AIM OF THE TASK
Can you render every line of the entries below as a Markdown table with two columns, Row for the line's number and Line for its text, leaving out any blank lines?

RECORDS SUPPLIED
※ ※ ※

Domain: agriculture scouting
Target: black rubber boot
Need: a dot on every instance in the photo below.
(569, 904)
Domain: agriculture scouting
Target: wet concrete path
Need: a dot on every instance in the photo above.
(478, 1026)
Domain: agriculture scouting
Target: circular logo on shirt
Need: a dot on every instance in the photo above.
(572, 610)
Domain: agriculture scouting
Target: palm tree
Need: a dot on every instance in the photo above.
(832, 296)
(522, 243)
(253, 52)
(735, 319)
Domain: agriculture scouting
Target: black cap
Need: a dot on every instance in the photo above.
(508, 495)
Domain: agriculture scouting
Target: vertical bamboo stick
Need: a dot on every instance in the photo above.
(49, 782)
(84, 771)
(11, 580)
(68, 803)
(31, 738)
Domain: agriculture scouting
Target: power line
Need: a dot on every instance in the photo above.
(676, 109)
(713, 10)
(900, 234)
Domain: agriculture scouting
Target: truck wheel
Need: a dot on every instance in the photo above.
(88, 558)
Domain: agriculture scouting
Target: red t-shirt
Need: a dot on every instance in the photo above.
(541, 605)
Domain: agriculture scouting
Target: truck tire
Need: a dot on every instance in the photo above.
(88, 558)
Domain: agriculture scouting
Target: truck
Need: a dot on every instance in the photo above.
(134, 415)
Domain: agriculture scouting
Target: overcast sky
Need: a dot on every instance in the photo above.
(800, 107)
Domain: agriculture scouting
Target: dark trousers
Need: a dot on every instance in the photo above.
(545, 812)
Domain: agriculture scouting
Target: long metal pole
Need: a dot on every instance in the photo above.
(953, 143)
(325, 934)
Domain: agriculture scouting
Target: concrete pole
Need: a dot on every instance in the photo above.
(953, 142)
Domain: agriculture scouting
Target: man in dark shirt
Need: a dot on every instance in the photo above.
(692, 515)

※ ※ ※

RESPONSE TO THE TASK
| Row | Line |
|---|---|
| 1 | Domain: agriculture scouting |
| 2 | Target: black rubber boot |
| 3 | Need: a dot on every instance in the photo below. |
| 4 | (569, 904) |
| 5 | Domain: agriculture scouting |
| 6 | Target: wet concrete path |
| 7 | Need: a dot on every instance in the photo above. |
| 8 | (478, 1026) |
| 9 | Domain: agriculture scouting |
| 10 | Target: circular logo on shirt |
| 11 | Need: a dot on every instance in the photo above. |
| 12 | (572, 610) |
| 13 | Domain: agriculture scouting |
| 14 | Target: palm tree |
| 15 | Need: a dot on every instance in the photo above. |
| 16 | (832, 296) |
| 17 | (522, 243) |
| 18 | (253, 52) |
| 19 | (735, 319) |
| 20 | Domain: agriculture scouting |
| 21 | Target: black cap |
| 22 | Need: a dot on every instance in the photo above. |
| 23 | (508, 495) |
| 24 | Domain: agriculture scouting |
| 25 | Target: vertical bamboo stick |
| 26 | Need: a dot on every instance in the photo above. |
| 27 | (49, 782) |
| 28 | (84, 771) |
| 29 | (11, 580) |
| 30 | (68, 803) |
| 31 | (31, 738) |
| 32 | Domain: agriculture scouting |
| 33 | Target: power line |
| 34 | Need: a dot on every instance in the photo above. |
| 35 | (676, 109) |
| 36 | (713, 10) |
| 37 | (900, 234) |
| 38 | Domain: agriculture scouting |
| 39 | Target: truck wheel |
| 40 | Need: a dot on every instance in the photo above. |
| 41 | (88, 558) |
| 42 | Domain: agriculture scouting |
| 43 | Target: red t-shirt |
| 44 | Need: a dot on every instance in the photo above. |
| 45 | (541, 605) |
| 46 | Domain: agriculture scouting |
| 47 | Target: truck tire |
| 48 | Need: a dot on every instance in the photo above. |
| 49 | (88, 558) |
| 50 | Domain: agriculture scouting |
| 51 | Target: truck |
| 52 | Need: a dot on every instance in the photo above. |
| 53 | (134, 415) |
| 54 | Domain: agriculture scouting |
| 55 | Target: overcast sky |
| 56 | Need: a dot on every instance in the photo above. |
| 57 | (800, 107) |
| 58 | Domain: agriculture scouting |
| 59 | Target: dark trousers |
| 60 | Need: a dot on every instance in the photo above. |
| 61 | (545, 812) |
| 62 | Domain: agriculture scouting |
| 63 | Target: long metal pole |
| 64 | Need: a dot on every instance in the photo above. |
| 65 | (953, 143) |
| 66 | (325, 934) |
| 67 | Domain: agriculture scouting |
| 68 | Target: concrete pole |
| 69 | Need: a dot on every instance in the photo above. |
| 70 | (953, 142) |
| 71 | Domain: agriculture scouting |
| 72 | Target: man in dark shirt |
| 73 | Need: a dot on every instance in the photo above. |
| 74 | (692, 515) |